• **Aim of the task**
The records that follow are to be given again exactly, with their pictures omitted.

• **Records shown**
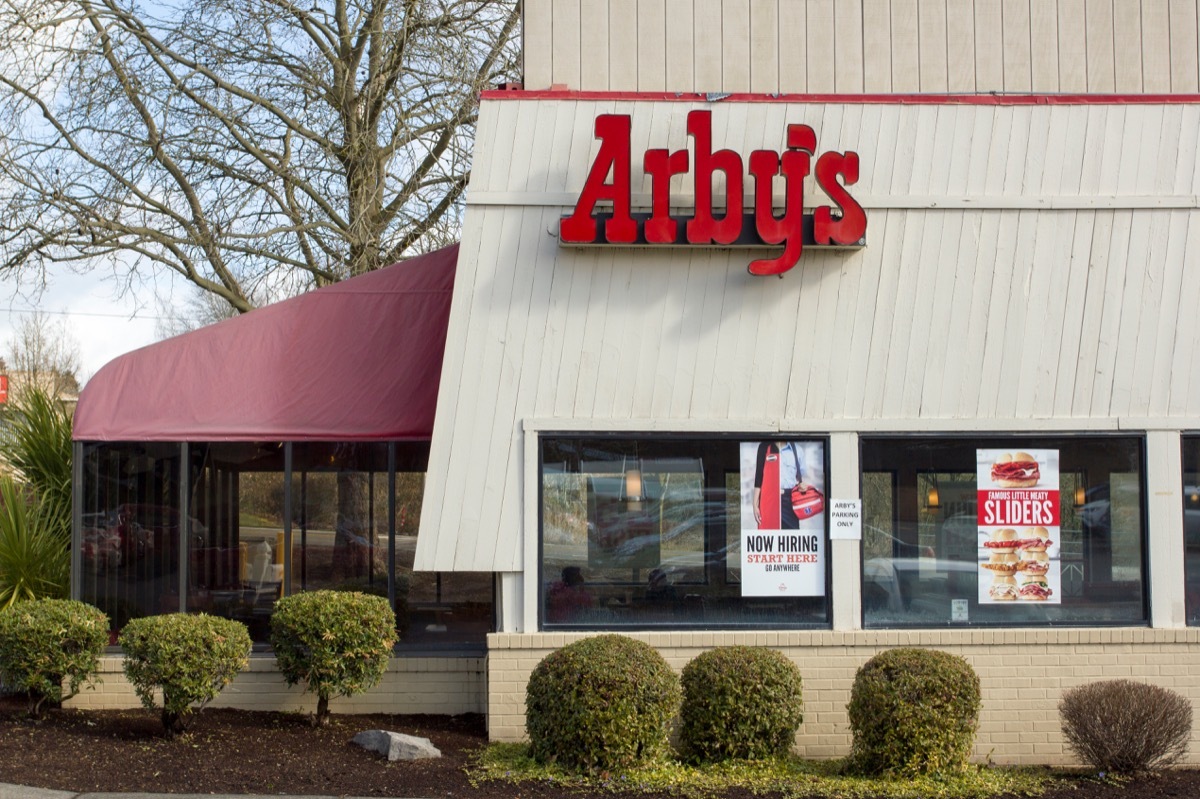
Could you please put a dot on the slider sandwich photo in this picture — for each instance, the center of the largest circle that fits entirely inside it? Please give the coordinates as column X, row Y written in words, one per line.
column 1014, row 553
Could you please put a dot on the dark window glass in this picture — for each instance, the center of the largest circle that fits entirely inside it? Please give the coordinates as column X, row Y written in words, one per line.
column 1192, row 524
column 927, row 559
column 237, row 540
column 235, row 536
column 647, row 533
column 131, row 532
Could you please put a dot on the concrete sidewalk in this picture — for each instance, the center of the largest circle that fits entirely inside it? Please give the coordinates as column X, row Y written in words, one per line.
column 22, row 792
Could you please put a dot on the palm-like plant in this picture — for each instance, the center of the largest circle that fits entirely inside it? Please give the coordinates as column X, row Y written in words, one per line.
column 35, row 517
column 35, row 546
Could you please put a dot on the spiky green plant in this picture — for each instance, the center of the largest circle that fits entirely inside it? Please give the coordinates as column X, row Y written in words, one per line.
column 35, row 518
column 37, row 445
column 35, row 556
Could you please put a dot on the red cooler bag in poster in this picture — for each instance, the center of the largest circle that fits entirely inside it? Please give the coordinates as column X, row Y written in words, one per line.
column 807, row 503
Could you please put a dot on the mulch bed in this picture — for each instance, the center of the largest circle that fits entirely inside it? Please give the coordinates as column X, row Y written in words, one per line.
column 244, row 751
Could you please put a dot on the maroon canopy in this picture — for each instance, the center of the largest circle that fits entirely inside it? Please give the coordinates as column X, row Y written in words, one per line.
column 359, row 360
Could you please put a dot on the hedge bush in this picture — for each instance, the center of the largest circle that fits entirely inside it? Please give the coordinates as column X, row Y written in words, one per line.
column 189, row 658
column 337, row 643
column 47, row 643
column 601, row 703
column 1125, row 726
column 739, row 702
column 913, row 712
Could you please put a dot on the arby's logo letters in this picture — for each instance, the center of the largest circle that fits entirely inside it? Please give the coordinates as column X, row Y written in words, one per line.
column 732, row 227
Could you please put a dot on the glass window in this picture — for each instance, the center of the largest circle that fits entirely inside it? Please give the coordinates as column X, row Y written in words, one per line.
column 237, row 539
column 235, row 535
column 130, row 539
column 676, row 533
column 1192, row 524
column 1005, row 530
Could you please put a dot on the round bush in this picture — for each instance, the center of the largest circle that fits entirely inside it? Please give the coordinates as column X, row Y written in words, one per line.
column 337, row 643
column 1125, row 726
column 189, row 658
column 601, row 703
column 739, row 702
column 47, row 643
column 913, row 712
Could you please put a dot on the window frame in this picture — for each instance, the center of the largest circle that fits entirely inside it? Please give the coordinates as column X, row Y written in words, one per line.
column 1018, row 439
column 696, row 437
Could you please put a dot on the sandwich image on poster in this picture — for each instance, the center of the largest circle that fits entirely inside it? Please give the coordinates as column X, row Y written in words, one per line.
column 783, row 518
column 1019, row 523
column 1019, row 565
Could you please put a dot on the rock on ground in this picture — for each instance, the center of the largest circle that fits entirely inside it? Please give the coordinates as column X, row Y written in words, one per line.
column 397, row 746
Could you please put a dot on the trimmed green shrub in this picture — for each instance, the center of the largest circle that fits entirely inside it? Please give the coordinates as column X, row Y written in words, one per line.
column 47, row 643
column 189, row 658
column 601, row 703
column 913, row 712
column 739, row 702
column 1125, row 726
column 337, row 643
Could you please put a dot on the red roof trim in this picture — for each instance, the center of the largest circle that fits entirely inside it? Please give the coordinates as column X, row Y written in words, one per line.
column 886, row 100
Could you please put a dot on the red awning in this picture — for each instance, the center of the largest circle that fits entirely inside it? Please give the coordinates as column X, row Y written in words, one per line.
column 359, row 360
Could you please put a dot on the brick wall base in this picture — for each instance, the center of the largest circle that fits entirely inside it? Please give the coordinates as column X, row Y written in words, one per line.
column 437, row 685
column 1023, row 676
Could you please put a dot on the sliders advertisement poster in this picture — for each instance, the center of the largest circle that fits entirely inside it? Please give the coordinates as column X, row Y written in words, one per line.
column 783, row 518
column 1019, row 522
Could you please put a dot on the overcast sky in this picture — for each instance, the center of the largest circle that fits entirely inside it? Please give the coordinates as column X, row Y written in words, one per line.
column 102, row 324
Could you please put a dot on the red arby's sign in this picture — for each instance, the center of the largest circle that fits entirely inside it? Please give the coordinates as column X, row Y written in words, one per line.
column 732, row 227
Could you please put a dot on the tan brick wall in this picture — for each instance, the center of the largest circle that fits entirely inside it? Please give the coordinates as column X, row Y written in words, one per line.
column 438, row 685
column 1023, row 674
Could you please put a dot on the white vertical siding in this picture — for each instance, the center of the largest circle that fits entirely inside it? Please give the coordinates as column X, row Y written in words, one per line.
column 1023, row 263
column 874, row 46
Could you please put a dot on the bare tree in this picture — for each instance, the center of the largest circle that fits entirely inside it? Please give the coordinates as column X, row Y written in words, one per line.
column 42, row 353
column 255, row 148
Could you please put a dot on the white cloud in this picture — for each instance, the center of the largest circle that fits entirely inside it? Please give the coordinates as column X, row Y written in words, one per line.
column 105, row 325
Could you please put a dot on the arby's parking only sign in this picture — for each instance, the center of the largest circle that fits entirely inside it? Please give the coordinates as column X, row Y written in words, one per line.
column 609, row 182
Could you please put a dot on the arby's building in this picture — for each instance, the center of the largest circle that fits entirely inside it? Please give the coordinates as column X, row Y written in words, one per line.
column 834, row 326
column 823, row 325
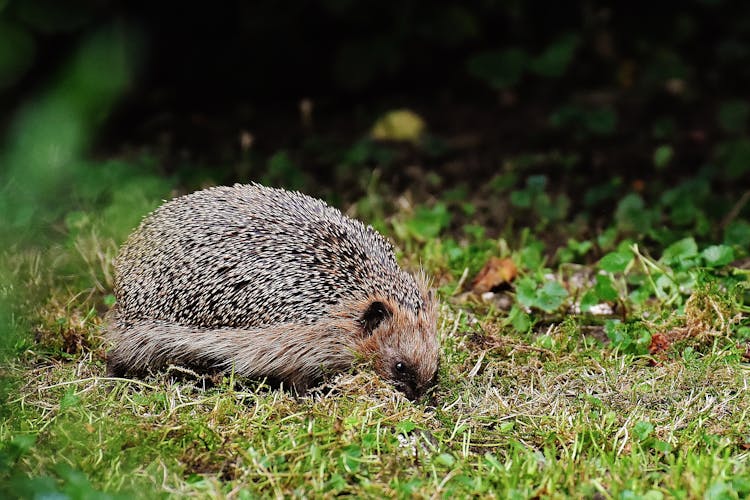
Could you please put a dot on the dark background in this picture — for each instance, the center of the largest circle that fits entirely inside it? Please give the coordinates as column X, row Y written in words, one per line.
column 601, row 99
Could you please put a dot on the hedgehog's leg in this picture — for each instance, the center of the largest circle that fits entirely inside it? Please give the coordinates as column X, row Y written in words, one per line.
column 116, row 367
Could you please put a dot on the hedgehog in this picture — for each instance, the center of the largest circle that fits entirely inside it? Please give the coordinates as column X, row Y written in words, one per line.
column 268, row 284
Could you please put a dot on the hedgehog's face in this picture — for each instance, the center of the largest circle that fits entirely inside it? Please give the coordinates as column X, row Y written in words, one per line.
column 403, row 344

• **Expected answer**
Could you please put a dot on the slider sandwich photo in this picture — for each instance, the center of the largest circle that fits entirely inside it? Please give the coordinates as column X, row Y written in words, one per line.
column 1014, row 553
Could you please put a dot on the dark window glass in this picture — for each instance, the center of the largest circle that fits entirely inside it? Please give the coordinates as column X, row Y written in words, one per line.
column 1192, row 524
column 927, row 559
column 237, row 540
column 235, row 536
column 647, row 533
column 131, row 532
Could you please put a dot on the concrete sidewalk in this picture — for each instance, the center of the largest circle that fits entirely inside it? Please give the coordinates as column X, row Y written in words, one per line.
column 22, row 792
Could you please put a dot on the palm-like plant in this picture — for each instance, the center of the largest circle that fits entirely inside it? Please give the coordinates as column X, row Y written in words, one per line.
column 35, row 517
column 35, row 546
Could you please put a dot on the spiky green plant in this picture — for each instance, the center of the largest circle that fits entirely inside it? Please give the coordinates as column X, row Y written in words, one per line.
column 35, row 518
column 37, row 445
column 35, row 556
Could you please put a dot on the red cooler bag in poster in this picture — for each instance, the center of the largest circle that fits entirely inside it? Please give the coordinates as column X, row Y written in words, one per line.
column 807, row 503
Could you please put a dot on the mulch bed in this picture — for each instance, the center of the largest circle that fits entirely inside it? Please give the coordinates as column X, row Y written in words, one per line.
column 244, row 751
Could you please put a dot on the maroon canopy in this picture — for each instance, the center of the largest circle that fits entirely inside it? Please give the coordinates as column X, row Y written in words, one per line.
column 359, row 360
Could you please put a dot on the hedge bush in this picture — for each instance, the center of the largest circle that fits entirely inside it? Please give the coordinates as column X, row Y written in words, one per line.
column 189, row 658
column 337, row 643
column 47, row 643
column 601, row 703
column 1125, row 726
column 739, row 702
column 913, row 712
Could you please put a dot on the arby's logo letters in this picture — for each instance, the center of the largest circle that fits entirely inside it? Please give the coordinates as column X, row Y written in words, one per line.
column 732, row 227
Could you please put a dot on the glass window in this picture — for each instance, the center of the largest circle that fits entirely inside it? Please give the coordinates as column X, row Y written in words, one per line.
column 237, row 539
column 235, row 535
column 130, row 539
column 676, row 533
column 1192, row 524
column 1005, row 530
Could you please put a dot on the round bush in this picture — for each instance, the center of the largest circle that fits entirely inside it? Please give the coordinates as column X, row Y written in words, one per line.
column 337, row 643
column 1125, row 726
column 189, row 658
column 601, row 703
column 739, row 702
column 47, row 643
column 913, row 712
Could you please put a dot on the window frame in this picture — for each instance, the center of the largest circle that fits entirely inside it? Please give the coordinates as column X, row Y written in words, one per line.
column 1018, row 439
column 696, row 437
Could you please put a dot on the sandwich image on poster in this picture — for each instance, the center of the largest circle that fits entirely inside it? Please give the coordinates as column X, row Y written in words, one per line.
column 783, row 518
column 1019, row 523
column 1019, row 565
Could you please put a dot on the rock on ground in this picture — for each instance, the center of the largest circle that fits entirely inside it? Please give the coordinates as column X, row Y written in words, one per line.
column 397, row 746
Could you please put a dot on the trimmed green shrub in this picture — for each instance, the center of the largest circle that fits entirely inside it? Please give the coordinates as column X, row Y written in words, one per line.
column 47, row 643
column 189, row 658
column 601, row 703
column 913, row 712
column 739, row 702
column 1125, row 726
column 337, row 643
Could you please put a dot on the red roof trim in this picture — for each instance, the center of the largest circle that fits entirely inside it? Please give the coordinates as column X, row Y written in words, one per line.
column 886, row 100
Could you please put a dot on the red awning in this picture — for each instance, the center of the largest circle that fits entirely inside it? Please give the coordinates as column X, row Y written in words, one per line.
column 359, row 360
Could you please put a dot on the brick wall base in this picture — for each instance, the center of the largest circle that fits entirely inside it? Please give the coordinates as column X, row Y written in words, one per line.
column 437, row 685
column 1023, row 676
Could you please put a dot on the sliders advertisement poster in this picture — for each instance, the center of the largest circle that fits entirely inside it? Please give the coordinates as column X, row Y written in words, one per line.
column 783, row 518
column 1019, row 522
Could you please put a dot on the overcast sky in this picture — for each instance, the center of the largest circle that fits entirely inside it? Please give the coordinates as column X, row Y written in words, one per line.
column 102, row 324
Could you please put a dot on the red arby's sign in this picture — for each instance, the center of the largest circle that fits entirely inside it? Please give the coordinates as column X, row Y written in words, one per line.
column 732, row 227
Could you please put a dot on the tan brick wall in this picture — for each instance, the center of the largest circle that fits entirely inside it? Please give the coordinates as column X, row Y written in words, one per line.
column 438, row 685
column 1023, row 674
Could you please put a dot on the white vertical siding in this picture — for each instance, the center of the largest circle that fits entirely inside it? Please give the coordinates as column X, row Y written in words, one per line.
column 1023, row 263
column 874, row 46
Could you please put a dot on the bare tree in this picture — for each instance, the center of the largest circle that fits entirely inside it? Please give the coordinates as column X, row Y written in words, one per line.
column 42, row 353
column 255, row 148
Could you please put a dot on the white cloud in this picture — for each instance, the center of the largest circle that fits entirely inside it? Please give the coordinates as column X, row Y written in words, one per line.
column 105, row 325
Could you please put a dot on the arby's parking only sign in this picture — for each instance, the center of the largest circle that fits entirely inside it? Please give the coordinates as column X, row Y written in words, one per line.
column 609, row 182
Could you please put a dot on the arby's building in this picture — for each instance, the center of the largest circle that fits entirely inside it? Please give the coordinates as column X, row Y written in words, one per line.
column 834, row 326
column 823, row 325
Could you please put a dot on the dark background in this picture — for each instance, the center of the largest circle that fits entirely inside it? Please give the coordinates as column X, row Y written in words, one per line.
column 601, row 99
Could you please put a dot on the hedgehog's leg in this picture — for each instance, the center of the largest circle that fits entirely inside it? Please give the coordinates as column X, row Y written in words, one per line.
column 116, row 367
Could you please put a dot on the hedgehog in this picture — for each instance, the center of the largest circle that fits entirely inside it? Please give the coordinates as column X, row Y written in words, one per line.
column 268, row 284
Could you please put a dot on the hedgehog's face in this picture — for each instance, the center of the largest circle that fits entirely inside it? Please give the coordinates as column X, row Y written in words, one per line.
column 403, row 344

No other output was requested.